[DOCUMENT SECTION]
● ● ● ●

One problem is, that that stuff was in plain sight in git hub for a long time, afaik. Makes you wonder how much privacy malpractice is "hidden" in plain sight in open source and no one simply found it or bothered with looking through the code.

At least that is an option when you have the source code available.  Also, if you otherwise like the code base then you can always create your own fork without the malformed bits.

15 hours ago, leinwandname said:

As for Ubuntu, while the controversy is kinda old by now, what I don't like it that Ubuntu goes more and more into the direction of forcing the snap store down people's throats. That's a deal breaker for me. (also , yum and pacman are way better than apt!) If you really want to know what happens on your system and exactly want to say what's on your system from the very start you gotta go with Arch Linux but then again, most people (Including me) usually don't want to go through some endlessly tedious installation just to have a working system to browse on the internet.

● ● ● ●

[Segmentation data]

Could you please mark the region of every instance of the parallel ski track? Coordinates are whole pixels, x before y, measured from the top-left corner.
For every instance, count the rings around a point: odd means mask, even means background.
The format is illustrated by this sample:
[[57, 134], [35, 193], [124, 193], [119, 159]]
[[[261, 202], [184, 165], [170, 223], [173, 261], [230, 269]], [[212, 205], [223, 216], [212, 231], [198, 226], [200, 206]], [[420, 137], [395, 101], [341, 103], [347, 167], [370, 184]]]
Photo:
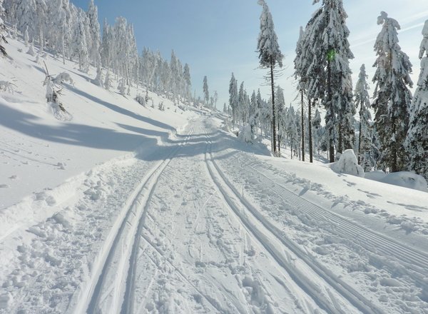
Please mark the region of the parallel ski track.
[[[330, 295], [330, 299], [331, 300], [331, 302], [329, 302], [327, 300], [329, 298], [320, 290], [319, 287], [312, 284], [310, 278], [306, 274], [289, 263], [284, 255], [280, 253], [273, 243], [270, 243], [268, 236], [273, 236], [288, 250], [305, 262], [328, 285], [337, 291], [340, 295], [347, 300], [350, 304], [360, 311], [367, 314], [383, 314], [384, 312], [381, 309], [377, 308], [370, 300], [365, 298], [327, 268], [319, 264], [316, 260], [312, 260], [310, 256], [308, 256], [306, 253], [303, 252], [296, 244], [288, 239], [281, 230], [267, 221], [256, 208], [240, 196], [239, 191], [230, 183], [213, 158], [212, 142], [204, 126], [201, 126], [207, 138], [208, 145], [205, 152], [205, 162], [213, 181], [215, 183], [215, 186], [223, 194], [223, 198], [233, 212], [235, 212], [239, 220], [270, 253], [278, 265], [288, 273], [292, 280], [313, 299], [320, 308], [326, 312], [329, 313], [341, 313], [343, 312], [342, 309], [337, 308], [335, 306], [336, 302], [332, 298], [331, 293], [329, 293]], [[229, 190], [229, 191], [227, 190]], [[236, 202], [239, 203], [237, 204]], [[246, 213], [243, 213], [240, 207], [248, 209], [251, 216], [248, 216]], [[264, 228], [256, 226], [252, 222], [255, 219], [257, 222], [263, 225]], [[327, 290], [328, 291], [328, 289]]]
[[[73, 313], [97, 313], [103, 288], [107, 284], [107, 275], [115, 261], [118, 268], [115, 270], [117, 275], [111, 312], [119, 313], [122, 310], [129, 313], [132, 310], [133, 294], [131, 289], [134, 286], [135, 278], [133, 277], [135, 275], [136, 260], [150, 199], [159, 177], [182, 146], [187, 143], [193, 132], [190, 128], [185, 141], [173, 148], [165, 160], [158, 162], [151, 169], [130, 194], [103, 244], [100, 255], [93, 263], [91, 278], [81, 290], [77, 304], [72, 310]], [[130, 226], [128, 232], [126, 232], [127, 224]], [[119, 253], [120, 260], [115, 260], [116, 251], [123, 248], [124, 244], [125, 251]], [[123, 294], [124, 299], [122, 300]]]
[[[242, 166], [242, 161], [240, 164]], [[428, 254], [407, 247], [397, 240], [302, 198], [256, 168], [250, 168], [260, 175], [259, 176], [260, 179], [263, 178], [263, 182], [260, 182], [260, 186], [271, 191], [272, 193], [270, 195], [277, 201], [281, 203], [286, 201], [292, 206], [298, 204], [300, 212], [309, 215], [317, 221], [325, 221], [334, 226], [327, 232], [336, 234], [342, 238], [352, 239], [354, 243], [377, 255], [400, 260], [411, 278], [421, 286], [427, 285], [424, 278], [428, 278]]]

● ● ● ●

[WHAT IS ASKED]
**A.** Check each statement against the forum discussion and answer yes or no for each, quoting the deciding words: (i) The quoted post objects that Ubuntu is pushing the snap store on its users more and more. (ii) The quoted post rates apt above yum and pacman. (iii) The discussion says that someone who likes a code base can make their own fork without the bad parts.
**B.** Write the next part of the forum discussion about open-source privacy and Ubuntu, starting after its final sentence.

[ANSWERS]
**A.**
(i) Yes: "Ubuntu goes more and more into the direction of forcing the snap store down people's throats"
(ii) No: "yum and pacman are way better than apt!"
(iii) Yes: "you can always create your own fork without the malformed bits"

**B.**
I definitely hear this.  See my other post about troubles getting optifine installed in minecraft because Canonical repackaged their minecraft into a snap that put the .minecraft directory in an obscure place.  And disconnected my own, working, minecraft install in the process.  Why, Canonical?  Why? 

As you say however, there's plenty of other linux distros out there.  If you don't like one, pick another.  I'm not sure what the point of Ubuntu is anymore anyway.  Corporate types will go with SuSE or RedHat or CentOS.  Even Oracle has a (redhat-based) linux distribution they'll sell you a support contract for these days.  Home users can go with something like MX if they want some hand-holding, or Manjaro if they're a bit more adventurous.  If they're purists they can go for Debian.  (If anyone has ever read Zelazny's "Chronicles of Amber" series, I've always thought of Debian as the linux universe's Pattern distro.)  There's a wide spectrum of distros for all sorts of users.  Maybe too many in some sense, but I'll take too many choices over too few any day.  It is good to have choices.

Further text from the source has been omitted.